■ **Selected excerpt**

The Big 10(11) is truly a complete mess. Aside from having their ass handed to them in MNC title games of late, they are risking their own relevancy in the modern CFB world by refusing to expand by one more team and crown a true champion of their conference on the field. Seemingly, they want to remain a crusty relic of days gone by, relying on the media to vote into the national title hunt a multitude of their teams who never play each other during the season. If you say that this lack of a conference title game gives them an unfair leg up on all the real conferences that do have one, you'd be right. Don't shirk your responsibility of providing us your best, Big 10(11), if your best hasn't been tested against all your conference has. If you say that it'll just mean that your conference will devour itself, I'd say welcome to the SEC, baby!

Of course, all wrongs could be righted if somehow the Big 10(11) could manage to land the ever elusive Notre Dame into the ranks, but that would lend itself to new problems--like what to call the new conference since 'Big XII' is already taken...

The Rose Bowl is starting to remind me of that aging Hollywood star who wonders why the Paparazzi is no longer following him around. Can it be because the youth and vigor are long gone? You don't invite many people to your party, so pardon us if we start to think about throwing our own. How can you claim to be the 'Grandaddy' of them all if you don't even want to claim the red-headed step children of the CFB family? If you still want to cling to the old days and honor your pact with two conferences of yesteryear, then I guess it's your right. Just don't expect all the cameras to be flashing...

Guaranteed of a MNC game at least every four years, the RB is probably thinking that it may be as good as it gets if the playoff expands and even more venues are brought in. Although the idea of bypassing the RB completely was floated during the early formation of the BCS, no one really wants to exclude the Rose Bowl from any playoff scenario. CFB fans are traditionalists, and we'd like to have Pasadena on board. He's just going to have to realize that he can't be the leading man in every film.

So there's my compilation of all the players in the playoff scenario today. Just remember, it's not WHAT kind of playoff you get installed, it's THAT you get one. All the tuning and adjustments will be completed later. That's what the media is for. Since they'll no longer have as big a hand in determining who's going to be in it, they'll want to shape up the process to their liking as much as possible.

■ **Stored data**
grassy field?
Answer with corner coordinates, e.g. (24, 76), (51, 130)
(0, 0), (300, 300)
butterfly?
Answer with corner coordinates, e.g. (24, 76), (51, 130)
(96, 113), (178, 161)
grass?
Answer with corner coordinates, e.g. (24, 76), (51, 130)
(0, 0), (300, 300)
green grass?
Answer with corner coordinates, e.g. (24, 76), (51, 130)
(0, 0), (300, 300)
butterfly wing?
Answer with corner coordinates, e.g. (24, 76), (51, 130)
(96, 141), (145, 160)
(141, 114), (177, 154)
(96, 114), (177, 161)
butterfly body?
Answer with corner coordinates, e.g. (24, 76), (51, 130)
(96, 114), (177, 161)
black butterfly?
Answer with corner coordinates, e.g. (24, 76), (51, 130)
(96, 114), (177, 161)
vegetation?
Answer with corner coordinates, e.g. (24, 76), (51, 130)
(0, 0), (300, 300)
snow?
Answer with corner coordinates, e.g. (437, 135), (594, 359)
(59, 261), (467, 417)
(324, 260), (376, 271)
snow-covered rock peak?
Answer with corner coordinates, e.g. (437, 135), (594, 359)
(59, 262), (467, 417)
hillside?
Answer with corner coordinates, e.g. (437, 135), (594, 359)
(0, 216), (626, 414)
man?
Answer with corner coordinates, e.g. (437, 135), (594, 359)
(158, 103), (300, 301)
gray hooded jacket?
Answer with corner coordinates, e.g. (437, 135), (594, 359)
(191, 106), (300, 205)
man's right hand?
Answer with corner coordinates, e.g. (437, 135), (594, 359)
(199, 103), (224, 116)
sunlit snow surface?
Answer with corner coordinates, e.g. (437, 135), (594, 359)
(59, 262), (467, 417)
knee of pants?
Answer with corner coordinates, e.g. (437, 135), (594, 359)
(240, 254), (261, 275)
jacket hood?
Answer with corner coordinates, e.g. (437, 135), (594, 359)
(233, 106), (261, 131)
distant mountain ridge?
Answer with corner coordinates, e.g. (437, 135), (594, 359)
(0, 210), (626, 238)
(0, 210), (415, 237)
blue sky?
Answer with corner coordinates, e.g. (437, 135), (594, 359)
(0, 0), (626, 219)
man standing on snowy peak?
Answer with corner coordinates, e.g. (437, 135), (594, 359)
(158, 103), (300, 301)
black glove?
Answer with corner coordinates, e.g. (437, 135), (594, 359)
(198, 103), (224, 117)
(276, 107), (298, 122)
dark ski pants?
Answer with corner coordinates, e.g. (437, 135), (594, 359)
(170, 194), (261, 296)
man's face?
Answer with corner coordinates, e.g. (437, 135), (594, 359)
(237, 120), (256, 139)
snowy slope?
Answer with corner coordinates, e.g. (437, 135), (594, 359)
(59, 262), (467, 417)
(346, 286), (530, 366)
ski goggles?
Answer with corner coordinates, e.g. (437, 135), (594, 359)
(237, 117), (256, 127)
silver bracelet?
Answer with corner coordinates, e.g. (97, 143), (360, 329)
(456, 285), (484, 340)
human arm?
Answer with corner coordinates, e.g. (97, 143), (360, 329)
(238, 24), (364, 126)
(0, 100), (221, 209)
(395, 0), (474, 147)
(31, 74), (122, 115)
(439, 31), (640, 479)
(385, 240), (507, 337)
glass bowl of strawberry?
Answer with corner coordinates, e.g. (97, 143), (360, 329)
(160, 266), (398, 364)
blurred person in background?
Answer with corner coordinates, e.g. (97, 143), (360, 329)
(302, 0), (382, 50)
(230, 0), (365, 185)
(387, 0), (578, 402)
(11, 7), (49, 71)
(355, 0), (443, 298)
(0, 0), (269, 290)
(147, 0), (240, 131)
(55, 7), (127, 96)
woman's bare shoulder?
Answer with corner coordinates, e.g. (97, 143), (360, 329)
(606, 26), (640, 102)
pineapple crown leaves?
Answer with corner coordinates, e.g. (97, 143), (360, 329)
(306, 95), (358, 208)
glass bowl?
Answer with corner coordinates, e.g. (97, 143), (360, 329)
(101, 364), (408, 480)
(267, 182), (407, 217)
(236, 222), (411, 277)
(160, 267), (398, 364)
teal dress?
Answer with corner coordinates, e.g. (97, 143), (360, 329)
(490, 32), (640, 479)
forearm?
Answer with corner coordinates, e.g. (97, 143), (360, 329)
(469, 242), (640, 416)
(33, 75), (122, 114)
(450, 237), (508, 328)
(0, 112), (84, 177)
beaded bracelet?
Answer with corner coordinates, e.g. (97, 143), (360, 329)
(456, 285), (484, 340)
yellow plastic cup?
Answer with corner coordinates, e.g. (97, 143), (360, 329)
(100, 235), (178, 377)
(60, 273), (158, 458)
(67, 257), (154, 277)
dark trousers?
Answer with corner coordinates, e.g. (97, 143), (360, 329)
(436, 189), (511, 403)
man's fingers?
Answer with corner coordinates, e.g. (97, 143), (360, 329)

■ **Goals**
(1) Reproduce the passage of the college football commentary from "Of course, all" up to and including "is already taken...".
(2) Answer these questions using the college football commentary:
(a) Which school would right all wrongs if the Big 10(11) could land it?
(b) How often is the Rose Bowl guaranteed a MNC game?
(c) Which city do CFB fans want to have on board?

■ **Complete answers**
(1)
Of course, all wrongs could be righted if somehow the Big 10(11) could manage to land the ever elusive Notre Dame into the ranks, but that would lend itself to new problems--like what to call the new conference since 'Big XII' is already taken...

(2)
(a) Notre Dame
(b) At least every four years
(c) Pasadena